Start Material for the task

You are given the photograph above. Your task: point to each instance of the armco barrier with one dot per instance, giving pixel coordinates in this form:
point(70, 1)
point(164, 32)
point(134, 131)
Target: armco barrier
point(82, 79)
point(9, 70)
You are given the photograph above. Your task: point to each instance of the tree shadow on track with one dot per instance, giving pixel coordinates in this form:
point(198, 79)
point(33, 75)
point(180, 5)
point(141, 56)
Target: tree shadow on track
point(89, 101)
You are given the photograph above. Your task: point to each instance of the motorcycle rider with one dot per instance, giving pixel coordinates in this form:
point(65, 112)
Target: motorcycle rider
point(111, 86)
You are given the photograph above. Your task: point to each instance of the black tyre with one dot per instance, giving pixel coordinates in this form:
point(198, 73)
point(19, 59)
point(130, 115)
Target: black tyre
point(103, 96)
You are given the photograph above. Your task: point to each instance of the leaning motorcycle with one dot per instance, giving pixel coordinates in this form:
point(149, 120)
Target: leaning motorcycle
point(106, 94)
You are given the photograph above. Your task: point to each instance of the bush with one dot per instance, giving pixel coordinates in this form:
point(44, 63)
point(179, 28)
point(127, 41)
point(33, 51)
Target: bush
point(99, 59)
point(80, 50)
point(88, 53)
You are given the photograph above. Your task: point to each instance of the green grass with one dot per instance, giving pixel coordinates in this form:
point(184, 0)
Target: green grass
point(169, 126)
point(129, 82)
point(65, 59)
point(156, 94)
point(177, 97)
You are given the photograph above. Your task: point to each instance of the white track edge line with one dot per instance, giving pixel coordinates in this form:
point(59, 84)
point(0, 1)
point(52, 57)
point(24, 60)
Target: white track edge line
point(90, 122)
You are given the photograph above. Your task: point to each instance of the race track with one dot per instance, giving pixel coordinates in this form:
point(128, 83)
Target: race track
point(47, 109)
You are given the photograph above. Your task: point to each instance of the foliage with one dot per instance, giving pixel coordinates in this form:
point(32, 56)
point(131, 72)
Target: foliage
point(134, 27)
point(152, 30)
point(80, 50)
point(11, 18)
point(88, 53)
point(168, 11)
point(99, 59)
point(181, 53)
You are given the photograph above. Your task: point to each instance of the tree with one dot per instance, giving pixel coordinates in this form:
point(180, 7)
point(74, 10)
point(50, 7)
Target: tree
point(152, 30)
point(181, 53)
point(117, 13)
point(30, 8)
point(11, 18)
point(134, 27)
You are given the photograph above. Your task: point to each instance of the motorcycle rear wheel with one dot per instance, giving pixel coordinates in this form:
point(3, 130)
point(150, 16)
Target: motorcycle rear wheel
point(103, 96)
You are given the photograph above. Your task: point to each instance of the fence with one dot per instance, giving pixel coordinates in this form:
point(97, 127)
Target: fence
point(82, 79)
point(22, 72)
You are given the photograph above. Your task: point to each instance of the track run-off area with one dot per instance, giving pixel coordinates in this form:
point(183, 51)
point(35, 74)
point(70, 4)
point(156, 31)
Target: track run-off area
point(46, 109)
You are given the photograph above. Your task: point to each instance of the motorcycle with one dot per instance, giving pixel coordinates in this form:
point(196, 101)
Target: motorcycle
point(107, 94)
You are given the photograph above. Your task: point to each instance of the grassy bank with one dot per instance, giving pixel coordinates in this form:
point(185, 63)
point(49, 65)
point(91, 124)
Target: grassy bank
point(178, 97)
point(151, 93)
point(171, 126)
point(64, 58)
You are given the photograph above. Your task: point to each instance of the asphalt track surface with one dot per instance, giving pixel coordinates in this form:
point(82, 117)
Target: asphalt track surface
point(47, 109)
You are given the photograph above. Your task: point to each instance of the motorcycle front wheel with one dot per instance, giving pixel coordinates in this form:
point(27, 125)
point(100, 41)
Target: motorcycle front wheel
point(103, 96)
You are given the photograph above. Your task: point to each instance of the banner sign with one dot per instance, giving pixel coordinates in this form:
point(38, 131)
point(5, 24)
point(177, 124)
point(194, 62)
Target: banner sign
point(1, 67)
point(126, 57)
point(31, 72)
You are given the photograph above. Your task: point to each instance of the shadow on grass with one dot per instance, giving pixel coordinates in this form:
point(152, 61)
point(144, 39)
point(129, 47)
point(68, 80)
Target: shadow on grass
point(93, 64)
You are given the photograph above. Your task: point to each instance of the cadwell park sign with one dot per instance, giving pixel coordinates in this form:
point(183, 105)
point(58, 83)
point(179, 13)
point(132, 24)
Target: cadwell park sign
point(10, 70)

End Material for the task

Copy every item above word for word, without changing anything.

**Full output:**
You are given the photograph above. Your task: point to each instance of the armco barrier with one dot per instance, giving pixel coordinates in this form:
point(70, 1)
point(164, 32)
point(134, 131)
Target: armco barrier
point(82, 79)
point(9, 70)
You are given the photograph above. Your task: point to each instance of the tree shadow on track with one dot per instance, giving pixel coordinates in this form:
point(198, 79)
point(33, 75)
point(180, 5)
point(141, 56)
Target: tree shadow on track
point(89, 101)
You are given the photograph above. Your task: point to each instance of the motorcycle rider with one dot per instance, giving pixel coordinates in this form:
point(65, 112)
Target: motorcycle rider
point(111, 86)
You are given the photograph above. Your task: point to each instance of the black tyre with one dot per instance, giving pixel coordinates in this form:
point(198, 73)
point(19, 59)
point(130, 115)
Target: black tyre
point(103, 96)
You are given the photograph above. Your task: point to each instance of the leaning motorcycle with one dot per instance, giving pixel coordinates in this form:
point(149, 120)
Target: leaning motorcycle
point(106, 94)
You are given the photograph above. Your task: point to each instance of the bush with one dot per instance, giving pixel coordinates in this form:
point(44, 63)
point(179, 28)
point(127, 41)
point(33, 51)
Target: bush
point(99, 59)
point(80, 50)
point(88, 53)
You are given the photograph above. Your task: point to each instance of the green grass with one dot per instance, giving pixel coordinates in this form:
point(184, 0)
Target: green grass
point(169, 126)
point(129, 82)
point(65, 59)
point(156, 94)
point(177, 97)
You are given the photograph above. Your task: point to each instance of the white track edge line with one dot per instance, giving pixel coordinates in this form:
point(59, 84)
point(0, 1)
point(52, 57)
point(24, 60)
Target: white track edge line
point(90, 122)
You are given the photograph above. Your task: point to each instance of the race track with one dot per instance, giving pixel coordinates in this form:
point(128, 83)
Target: race track
point(47, 109)
You are given the photograph above. Your task: point to each instance of the foliage with one dot per instance, giving pixel coordinates in this form:
point(32, 56)
point(131, 72)
Target: foliage
point(134, 27)
point(152, 30)
point(80, 50)
point(11, 18)
point(88, 53)
point(168, 11)
point(99, 59)
point(181, 53)
You are given the photograph above. Your task: point to each instance of the tree with one dot per instance, giving pixel coordinates in this form:
point(180, 7)
point(74, 10)
point(50, 7)
Target: tree
point(152, 30)
point(181, 53)
point(117, 13)
point(30, 8)
point(11, 18)
point(134, 27)
You are given the photograph above. Your task: point to each instance of the motorcycle rear wheel with one dot per instance, giving pixel coordinates in this form:
point(3, 130)
point(150, 16)
Target: motorcycle rear wheel
point(103, 96)
You are given the photograph above. Your task: point to each instance of the fence with one dot per instance, giving pixel coordinates in this form:
point(97, 127)
Target: fence
point(82, 79)
point(22, 72)
You are given the photograph above. Your task: point to each instance of the track run-off area with one dot per instance, giving pixel coordinates in this form:
point(183, 51)
point(35, 74)
point(70, 4)
point(156, 31)
Target: track run-off area
point(46, 109)
You are given the photograph above. Your task: point to each instance of the motorcycle with one dot per instance, giving pixel coordinates in this form:
point(196, 101)
Target: motorcycle
point(107, 94)
You are given the photograph above. Your task: point to each instance of the grassy bank with one dot per instance, giving pixel coordinates in this form:
point(185, 63)
point(49, 65)
point(91, 124)
Target: grassy bank
point(178, 97)
point(151, 93)
point(171, 126)
point(64, 58)
You are given the photograph above. Your task: point to each instance of the asphalt track surface with one dot per instance, giving pixel coordinates in this form:
point(82, 117)
Target: asphalt track surface
point(47, 109)
You are given the photograph above. Your task: point to each instance of the motorcycle front wheel with one dot per instance, giving pixel coordinates in this form:
point(27, 125)
point(100, 41)
Target: motorcycle front wheel
point(103, 96)
You are given the photograph above. Your task: point to each instance of the banner sign with one dot per instance, giving pixel coordinates in this form:
point(38, 131)
point(5, 24)
point(177, 124)
point(194, 62)
Target: banner sign
point(1, 67)
point(126, 57)
point(31, 72)
You are given the photograph above. Your task: point to each instance of the shadow on grass with one dot per instance, giving pixel coordinates in this form:
point(152, 61)
point(144, 39)
point(129, 47)
point(68, 80)
Target: shadow on grass
point(93, 64)
You are given the photograph above. Your task: point to each instance of the cadwell park sign with one dot per instance, giving pixel coordinates in this form:
point(183, 105)
point(58, 83)
point(179, 13)
point(132, 24)
Target: cadwell park sign
point(10, 70)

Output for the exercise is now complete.